Given request: Copy the records below from their start through the line containing "<point>37,19</point>", renaming every "finger" to "thumb" and leaving all else unchanged. Omit the pictures from your answer.

Supplied records:

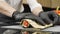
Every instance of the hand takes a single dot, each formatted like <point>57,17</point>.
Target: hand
<point>19,16</point>
<point>49,17</point>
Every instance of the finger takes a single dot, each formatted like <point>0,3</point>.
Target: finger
<point>37,19</point>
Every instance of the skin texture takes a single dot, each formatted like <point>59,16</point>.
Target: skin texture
<point>6,9</point>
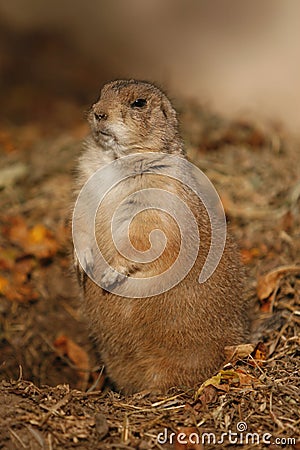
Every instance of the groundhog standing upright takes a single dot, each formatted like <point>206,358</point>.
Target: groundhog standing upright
<point>175,336</point>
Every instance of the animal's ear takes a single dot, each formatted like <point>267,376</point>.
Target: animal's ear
<point>168,110</point>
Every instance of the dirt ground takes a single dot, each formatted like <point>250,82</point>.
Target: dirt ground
<point>52,393</point>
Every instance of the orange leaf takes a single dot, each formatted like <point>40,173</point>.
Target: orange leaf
<point>236,352</point>
<point>187,438</point>
<point>259,354</point>
<point>268,283</point>
<point>3,285</point>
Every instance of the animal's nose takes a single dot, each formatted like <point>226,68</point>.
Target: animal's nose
<point>100,116</point>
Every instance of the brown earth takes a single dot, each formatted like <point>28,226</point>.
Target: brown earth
<point>52,394</point>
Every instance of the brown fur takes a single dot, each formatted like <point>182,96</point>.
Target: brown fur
<point>176,338</point>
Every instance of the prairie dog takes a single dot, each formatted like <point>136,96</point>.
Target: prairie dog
<point>177,337</point>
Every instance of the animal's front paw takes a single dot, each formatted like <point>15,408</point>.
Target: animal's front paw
<point>112,277</point>
<point>84,267</point>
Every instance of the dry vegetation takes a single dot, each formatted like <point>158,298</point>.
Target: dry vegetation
<point>52,394</point>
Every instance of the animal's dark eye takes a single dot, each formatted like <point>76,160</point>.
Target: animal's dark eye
<point>138,103</point>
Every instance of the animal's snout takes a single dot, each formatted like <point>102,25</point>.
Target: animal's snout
<point>100,116</point>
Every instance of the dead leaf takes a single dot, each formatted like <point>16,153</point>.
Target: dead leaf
<point>249,254</point>
<point>187,438</point>
<point>268,283</point>
<point>37,241</point>
<point>245,379</point>
<point>3,284</point>
<point>235,352</point>
<point>259,354</point>
<point>208,396</point>
<point>78,356</point>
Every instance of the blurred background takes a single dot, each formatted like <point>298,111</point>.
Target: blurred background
<point>232,69</point>
<point>234,56</point>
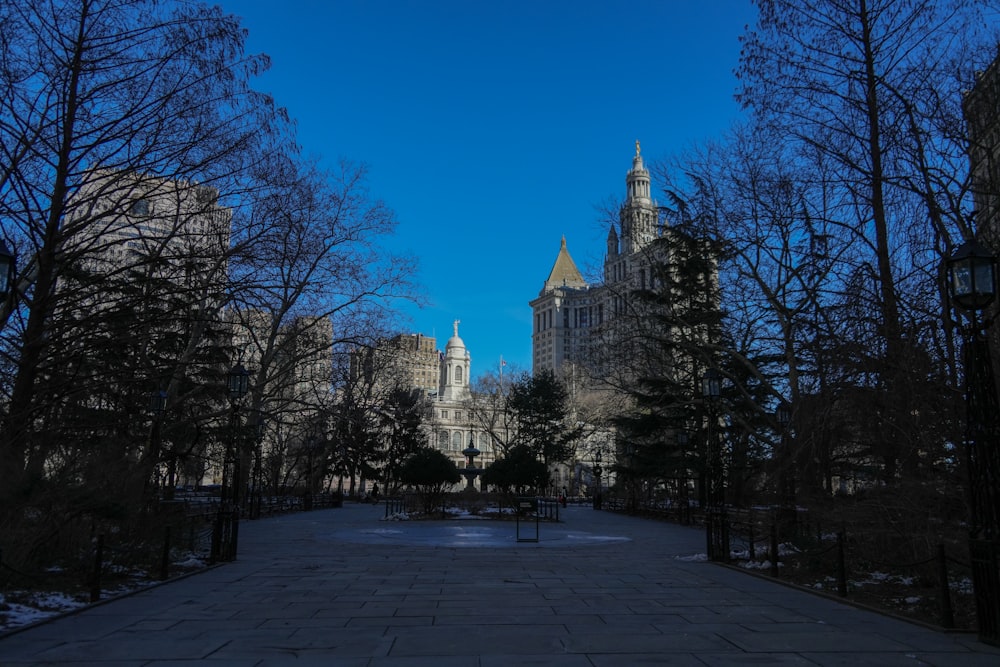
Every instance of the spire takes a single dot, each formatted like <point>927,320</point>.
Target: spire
<point>638,214</point>
<point>637,179</point>
<point>564,272</point>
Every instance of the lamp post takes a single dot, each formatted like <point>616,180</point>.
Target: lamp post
<point>471,471</point>
<point>227,523</point>
<point>157,406</point>
<point>598,499</point>
<point>716,521</point>
<point>8,271</point>
<point>257,424</point>
<point>971,274</point>
<point>683,500</point>
<point>788,515</point>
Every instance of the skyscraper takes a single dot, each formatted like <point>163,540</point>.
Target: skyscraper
<point>572,318</point>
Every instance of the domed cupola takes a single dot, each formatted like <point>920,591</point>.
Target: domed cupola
<point>455,369</point>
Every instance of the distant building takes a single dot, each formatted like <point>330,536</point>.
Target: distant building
<point>982,114</point>
<point>444,377</point>
<point>572,317</point>
<point>981,106</point>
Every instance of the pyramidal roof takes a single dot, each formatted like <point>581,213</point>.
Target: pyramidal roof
<point>564,272</point>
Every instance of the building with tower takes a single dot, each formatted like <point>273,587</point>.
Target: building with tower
<point>574,320</point>
<point>411,360</point>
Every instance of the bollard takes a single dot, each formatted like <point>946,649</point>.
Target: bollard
<point>947,615</point>
<point>95,582</point>
<point>841,566</point>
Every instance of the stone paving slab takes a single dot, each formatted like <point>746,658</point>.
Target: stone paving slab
<point>341,587</point>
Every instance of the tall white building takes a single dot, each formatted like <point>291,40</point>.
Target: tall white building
<point>572,318</point>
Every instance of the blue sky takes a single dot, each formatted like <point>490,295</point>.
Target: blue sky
<point>493,129</point>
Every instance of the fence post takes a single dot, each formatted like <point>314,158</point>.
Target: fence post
<point>774,549</point>
<point>841,566</point>
<point>95,582</point>
<point>947,615</point>
<point>165,555</point>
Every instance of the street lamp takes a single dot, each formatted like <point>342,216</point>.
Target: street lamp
<point>971,272</point>
<point>788,515</point>
<point>8,267</point>
<point>8,270</point>
<point>684,502</point>
<point>716,521</point>
<point>257,424</point>
<point>157,406</point>
<point>227,524</point>
<point>598,499</point>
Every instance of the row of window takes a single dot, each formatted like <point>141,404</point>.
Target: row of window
<point>457,441</point>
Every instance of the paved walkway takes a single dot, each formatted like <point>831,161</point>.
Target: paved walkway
<point>341,588</point>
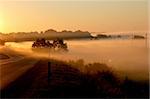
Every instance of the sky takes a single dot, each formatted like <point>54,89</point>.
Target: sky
<point>86,15</point>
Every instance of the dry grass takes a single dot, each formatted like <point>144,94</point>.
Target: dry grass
<point>74,79</point>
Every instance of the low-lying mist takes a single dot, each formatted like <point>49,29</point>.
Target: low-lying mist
<point>127,56</point>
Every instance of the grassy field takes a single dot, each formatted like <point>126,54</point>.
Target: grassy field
<point>74,79</point>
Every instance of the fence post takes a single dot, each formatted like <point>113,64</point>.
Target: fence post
<point>49,72</point>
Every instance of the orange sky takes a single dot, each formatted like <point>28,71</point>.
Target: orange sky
<point>88,15</point>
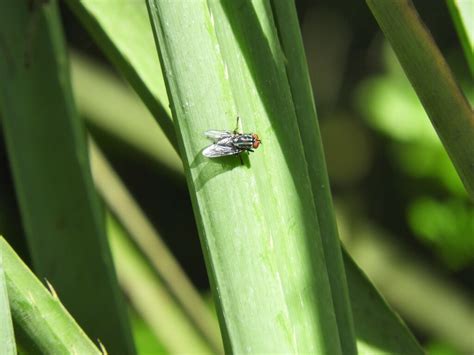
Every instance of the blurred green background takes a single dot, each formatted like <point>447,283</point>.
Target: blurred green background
<point>402,211</point>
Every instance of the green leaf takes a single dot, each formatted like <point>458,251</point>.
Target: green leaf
<point>123,32</point>
<point>257,222</point>
<point>462,12</point>
<point>362,296</point>
<point>111,107</point>
<point>7,338</point>
<point>42,324</point>
<point>47,151</point>
<point>151,299</point>
<point>302,94</point>
<point>428,72</point>
<point>174,280</point>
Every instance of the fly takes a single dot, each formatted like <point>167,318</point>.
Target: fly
<point>230,143</point>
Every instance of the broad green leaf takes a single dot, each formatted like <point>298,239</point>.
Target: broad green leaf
<point>42,324</point>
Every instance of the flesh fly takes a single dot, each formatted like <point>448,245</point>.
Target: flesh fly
<point>230,143</point>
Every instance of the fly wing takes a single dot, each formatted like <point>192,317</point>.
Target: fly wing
<point>217,150</point>
<point>216,135</point>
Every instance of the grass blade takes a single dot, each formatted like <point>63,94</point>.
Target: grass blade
<point>428,72</point>
<point>462,12</point>
<point>126,209</point>
<point>7,337</point>
<point>59,207</point>
<point>257,222</point>
<point>379,330</point>
<point>302,94</point>
<point>42,324</point>
<point>151,298</point>
<point>122,30</point>
<point>110,107</point>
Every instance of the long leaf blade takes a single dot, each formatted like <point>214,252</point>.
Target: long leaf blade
<point>258,224</point>
<point>60,210</point>
<point>428,72</point>
<point>42,324</point>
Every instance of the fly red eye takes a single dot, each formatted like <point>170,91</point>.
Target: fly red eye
<point>256,141</point>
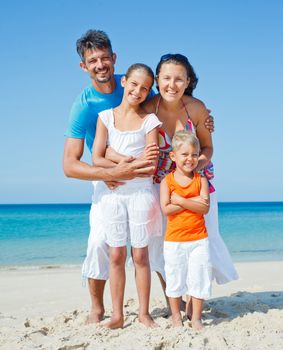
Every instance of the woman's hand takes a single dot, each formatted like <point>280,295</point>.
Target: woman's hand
<point>112,185</point>
<point>209,123</point>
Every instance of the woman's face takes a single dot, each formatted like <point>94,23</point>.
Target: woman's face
<point>172,81</point>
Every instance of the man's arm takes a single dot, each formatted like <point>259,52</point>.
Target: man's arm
<point>75,168</point>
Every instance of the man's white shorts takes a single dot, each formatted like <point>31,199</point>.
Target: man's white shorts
<point>187,269</point>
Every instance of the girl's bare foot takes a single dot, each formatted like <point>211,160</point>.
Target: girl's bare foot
<point>197,325</point>
<point>177,321</point>
<point>115,322</point>
<point>95,316</point>
<point>189,311</point>
<point>147,321</point>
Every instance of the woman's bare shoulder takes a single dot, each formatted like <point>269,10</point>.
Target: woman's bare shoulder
<point>150,105</point>
<point>194,103</point>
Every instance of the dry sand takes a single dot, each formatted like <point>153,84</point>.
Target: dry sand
<point>45,308</point>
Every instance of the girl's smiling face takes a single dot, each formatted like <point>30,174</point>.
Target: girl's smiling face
<point>137,86</point>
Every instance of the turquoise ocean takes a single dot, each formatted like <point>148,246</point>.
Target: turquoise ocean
<point>56,234</point>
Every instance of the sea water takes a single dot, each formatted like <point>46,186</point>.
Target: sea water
<point>55,234</point>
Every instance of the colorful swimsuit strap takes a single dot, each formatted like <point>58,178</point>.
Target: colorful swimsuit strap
<point>157,105</point>
<point>189,124</point>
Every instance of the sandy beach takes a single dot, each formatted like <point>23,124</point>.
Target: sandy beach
<point>46,308</point>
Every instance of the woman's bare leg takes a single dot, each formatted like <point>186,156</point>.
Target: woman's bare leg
<point>175,304</point>
<point>117,277</point>
<point>143,280</point>
<point>196,315</point>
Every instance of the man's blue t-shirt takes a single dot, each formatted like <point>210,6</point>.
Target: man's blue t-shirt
<point>85,109</point>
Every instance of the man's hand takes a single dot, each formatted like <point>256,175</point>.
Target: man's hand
<point>113,184</point>
<point>128,169</point>
<point>209,123</point>
<point>151,152</point>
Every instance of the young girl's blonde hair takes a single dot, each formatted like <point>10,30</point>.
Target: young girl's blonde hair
<point>184,136</point>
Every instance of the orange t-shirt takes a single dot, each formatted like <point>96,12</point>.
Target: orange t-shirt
<point>186,225</point>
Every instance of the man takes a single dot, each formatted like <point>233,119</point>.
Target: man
<point>105,91</point>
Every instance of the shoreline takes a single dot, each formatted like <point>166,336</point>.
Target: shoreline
<point>79,265</point>
<point>47,307</point>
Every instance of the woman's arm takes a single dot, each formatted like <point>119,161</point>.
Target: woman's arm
<point>99,146</point>
<point>150,152</point>
<point>199,115</point>
<point>199,204</point>
<point>166,206</point>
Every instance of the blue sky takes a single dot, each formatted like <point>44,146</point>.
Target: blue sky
<point>235,47</point>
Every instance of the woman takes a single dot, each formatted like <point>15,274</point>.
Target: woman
<point>177,109</point>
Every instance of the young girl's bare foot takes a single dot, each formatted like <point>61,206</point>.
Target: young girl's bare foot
<point>115,322</point>
<point>197,325</point>
<point>95,316</point>
<point>177,321</point>
<point>189,310</point>
<point>147,321</point>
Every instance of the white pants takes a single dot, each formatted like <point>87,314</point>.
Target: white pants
<point>187,269</point>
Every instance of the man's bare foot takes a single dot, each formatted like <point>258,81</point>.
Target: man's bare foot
<point>177,321</point>
<point>197,325</point>
<point>95,316</point>
<point>147,321</point>
<point>115,322</point>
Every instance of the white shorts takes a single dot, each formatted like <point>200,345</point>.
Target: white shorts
<point>187,269</point>
<point>129,213</point>
<point>96,263</point>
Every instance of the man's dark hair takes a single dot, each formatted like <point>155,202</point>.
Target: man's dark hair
<point>93,39</point>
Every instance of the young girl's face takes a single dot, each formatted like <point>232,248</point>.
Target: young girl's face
<point>137,86</point>
<point>172,81</point>
<point>186,158</point>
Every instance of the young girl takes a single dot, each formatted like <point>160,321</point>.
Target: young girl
<point>184,197</point>
<point>130,211</point>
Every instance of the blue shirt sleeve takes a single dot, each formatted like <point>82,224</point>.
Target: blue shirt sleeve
<point>78,119</point>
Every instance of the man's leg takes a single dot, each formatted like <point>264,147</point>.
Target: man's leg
<point>96,266</point>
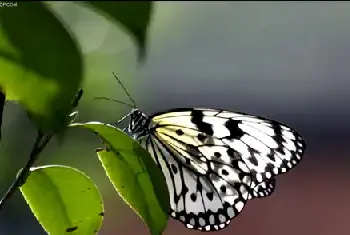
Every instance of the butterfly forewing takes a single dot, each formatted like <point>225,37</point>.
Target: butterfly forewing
<point>215,160</point>
<point>267,147</point>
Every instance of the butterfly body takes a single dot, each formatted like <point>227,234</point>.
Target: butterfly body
<point>215,160</point>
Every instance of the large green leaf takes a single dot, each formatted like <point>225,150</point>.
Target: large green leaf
<point>40,64</point>
<point>134,175</point>
<point>134,16</point>
<point>64,200</point>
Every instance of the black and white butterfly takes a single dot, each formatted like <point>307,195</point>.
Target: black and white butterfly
<point>215,160</point>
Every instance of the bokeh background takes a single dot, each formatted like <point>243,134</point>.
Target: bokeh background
<point>288,61</point>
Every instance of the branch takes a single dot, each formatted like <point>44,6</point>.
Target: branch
<point>39,145</point>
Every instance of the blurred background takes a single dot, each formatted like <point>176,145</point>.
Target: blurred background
<point>288,61</point>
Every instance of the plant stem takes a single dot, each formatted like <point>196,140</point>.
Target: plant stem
<point>2,104</point>
<point>40,143</point>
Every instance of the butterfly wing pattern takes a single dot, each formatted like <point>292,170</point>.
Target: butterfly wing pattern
<point>215,160</point>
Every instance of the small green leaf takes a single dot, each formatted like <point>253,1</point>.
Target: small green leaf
<point>134,175</point>
<point>40,64</point>
<point>134,16</point>
<point>64,200</point>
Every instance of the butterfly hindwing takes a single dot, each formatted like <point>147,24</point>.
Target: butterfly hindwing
<point>203,199</point>
<point>215,160</point>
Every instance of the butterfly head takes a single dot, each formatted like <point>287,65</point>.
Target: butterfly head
<point>139,124</point>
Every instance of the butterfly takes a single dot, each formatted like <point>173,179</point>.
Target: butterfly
<point>215,160</point>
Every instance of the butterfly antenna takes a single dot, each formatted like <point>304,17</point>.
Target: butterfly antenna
<point>118,101</point>
<point>125,90</point>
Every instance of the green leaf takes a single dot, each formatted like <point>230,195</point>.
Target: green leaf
<point>40,64</point>
<point>134,16</point>
<point>64,200</point>
<point>134,175</point>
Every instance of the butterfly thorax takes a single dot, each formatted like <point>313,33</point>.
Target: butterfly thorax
<point>139,124</point>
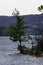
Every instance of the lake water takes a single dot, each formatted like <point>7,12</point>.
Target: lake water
<point>9,55</point>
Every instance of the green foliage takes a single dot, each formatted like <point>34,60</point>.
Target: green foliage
<point>18,31</point>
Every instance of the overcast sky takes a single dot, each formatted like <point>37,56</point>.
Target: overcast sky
<point>24,6</point>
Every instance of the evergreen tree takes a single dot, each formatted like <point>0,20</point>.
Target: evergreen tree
<point>18,31</point>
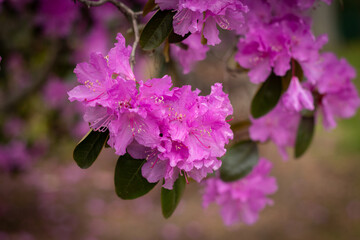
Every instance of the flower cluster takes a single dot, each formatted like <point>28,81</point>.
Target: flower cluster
<point>204,16</point>
<point>176,130</point>
<point>243,199</point>
<point>278,39</point>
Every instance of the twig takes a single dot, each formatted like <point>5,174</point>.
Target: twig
<point>129,13</point>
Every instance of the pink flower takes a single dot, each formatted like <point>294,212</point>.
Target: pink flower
<point>297,98</point>
<point>194,133</point>
<point>242,200</point>
<point>176,131</point>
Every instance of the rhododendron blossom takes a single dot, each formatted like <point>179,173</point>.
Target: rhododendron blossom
<point>177,131</point>
<point>242,200</point>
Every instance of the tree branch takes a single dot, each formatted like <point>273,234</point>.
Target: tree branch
<point>129,13</point>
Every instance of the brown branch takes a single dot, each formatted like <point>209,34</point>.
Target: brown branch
<point>129,13</point>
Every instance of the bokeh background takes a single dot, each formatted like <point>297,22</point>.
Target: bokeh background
<point>44,195</point>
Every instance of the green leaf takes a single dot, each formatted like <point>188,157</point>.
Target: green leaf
<point>157,30</point>
<point>176,38</point>
<point>149,6</point>
<point>304,135</point>
<point>129,182</point>
<point>171,198</point>
<point>239,161</point>
<point>89,148</point>
<point>267,96</point>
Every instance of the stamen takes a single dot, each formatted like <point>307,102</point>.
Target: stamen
<point>94,98</point>
<point>229,119</point>
<point>186,178</point>
<point>293,67</point>
<point>154,162</point>
<point>200,141</point>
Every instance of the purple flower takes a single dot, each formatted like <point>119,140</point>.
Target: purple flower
<point>176,131</point>
<point>242,200</point>
<point>194,51</point>
<point>193,16</point>
<point>194,133</point>
<point>297,98</point>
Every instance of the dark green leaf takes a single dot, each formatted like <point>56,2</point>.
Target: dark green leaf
<point>89,148</point>
<point>129,182</point>
<point>176,38</point>
<point>171,198</point>
<point>267,96</point>
<point>304,135</point>
<point>149,6</point>
<point>238,161</point>
<point>157,30</point>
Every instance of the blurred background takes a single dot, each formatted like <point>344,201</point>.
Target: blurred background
<point>44,195</point>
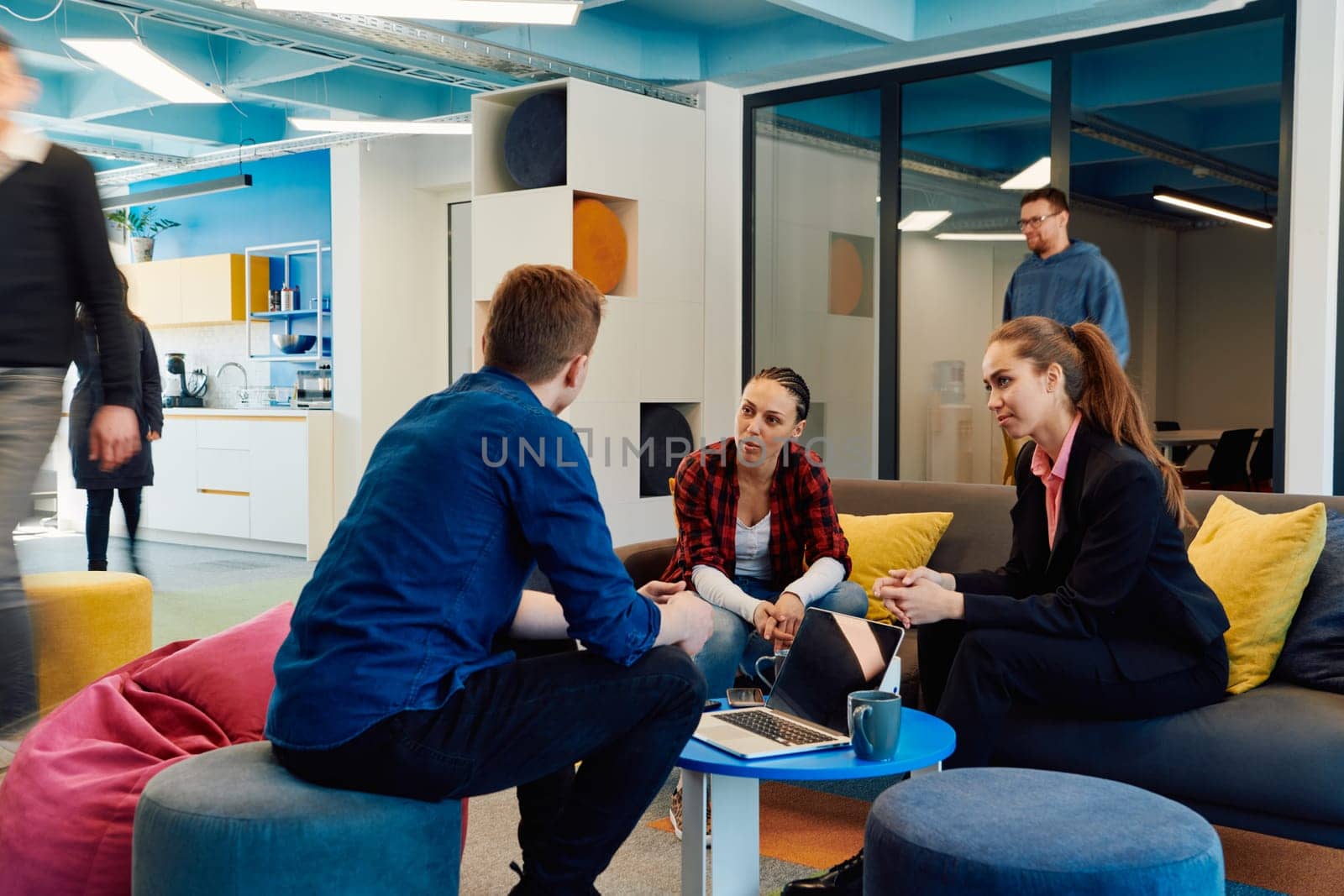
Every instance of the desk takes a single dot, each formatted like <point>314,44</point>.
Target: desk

In response:
Every instance of the hand takes a single dot, each formatted like <point>57,17</point>.
Target: hand
<point>19,16</point>
<point>49,17</point>
Every instance of the thumb takes a single dot, each formatted like <point>0,3</point>.
Target: thumb
<point>37,19</point>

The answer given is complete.